Given passage -
********

However, the current research on the snap-off is usually based on the neck of the pore–throat system, where the effect of the wall–liquid film thickness is not very obvious. Meanwhile, the macroscopic VOF method cannot fully characterize the wall–liquid film interaction. In this paper, based on the original pseudo-potential LBM, we improve the force scheme between fluids and add fluid–solid force to capture the liquid film variation on the throat wall. The influence of the liquid film on the flow state of the gas–liquid flow during the phase displacement is studied. Furthermore, the effects of displacement pressure difference (capillary number), throat length and width on liquid film thickness and flow state is probed. This work provides a theoretical and simulation basis for the characterization of the snap-off mechanism in complex porous media.

2. Materials and Methods

2.1. Analysis on Mechanisms and Factors of Snap-Off

Based on Roof’s mechanism, which supports that the capillary force P_c-neck of the throat is greater than P_c-front of the leading edge, Ransohoff et al. [8] proposed the static snap-off criterion of the square pore–throat system, and the core hypothesis is that the wetting phase is the main flow mode in the corner of the square throat system, as shown in Figure 1. Ignoring the effect of liquid film on the wall, the snap-off judgement criterion of the throat system of the constricted square can be expressed as the following:

$$P_{c-neck}-P_{c-front}=\sigma ({\displaystyle \frac{1}{R_t}}+{\displaystyle \frac{1}{R_{zt}}}-{\displaystyle \frac{C_m}{R_c}})>0$$

(1)

where R_c, R_t, R_zt are the radius of the pore curvature, throat curvature, transverse throat curvature, respectively. C_m is dimensionless curvature, which is related to the shape of pore section. Based on the minimum surface energy model, C_m = 1.89 in square pores, given by Ransohoff et al. [8]. Regardless of 1/R_zt, when pore shrinkage is gentle, R_c > 1.89R_t.

An improved pseudo-potential model is used to verify the applicability of the static criterion proposed by Ransohoff et al. [8]. To facilitate the comparison of the simulation results with this criterion, the dimensionless pore–throat length ratio and width ratio are defined to characterize the change in pore structure, which are expressed as the following:

$$L^{*}=L/L_p$$

(2)

********

Stated problem - Write what comes next in the pore–throat snap-off text, picking up right after equation (2). The listing plays no part in this work.

Data block -

********

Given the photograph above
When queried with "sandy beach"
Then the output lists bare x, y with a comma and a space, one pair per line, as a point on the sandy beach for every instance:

********

Solved problem -
$$R^{*}=R_t/R_c$$

(3)

where L_p is the length of the entire pore–throat system, and L is the length of the throat. Based on this, we can find the static criterion of snap-off R* ≤ 0.53.

2.2. Lattice Boltzmann Method

The Bhatnagar-Gross-Krook (BGK) collision process can be expressed by characterizing the fluid motion with the discrete density distribution [36], which can be written as follows:

$$f_i(x+e_i\mathrm{\Delta }t,t+\mathrm{\Delta }t)-f_i(x,t)=-{\displaystyle \frac{\mathrm{\Delta }t}{\tau }}[f_i(x,t)-f_i^{eq}(x,t)]+\mathrm{\Delta }{f}_i(x,t)$$

(4)

where fi(x,t) is the density distribution function along i direction; Δx and Δt represent grid step and time step, respectively; τ denotes the relaxation time, whose expression is showed in Equation (2).

$$\tau ={\displaystyle \frac{\nu }{c_s^2\mathrm{\Delta }t}}+0.5$$

(5)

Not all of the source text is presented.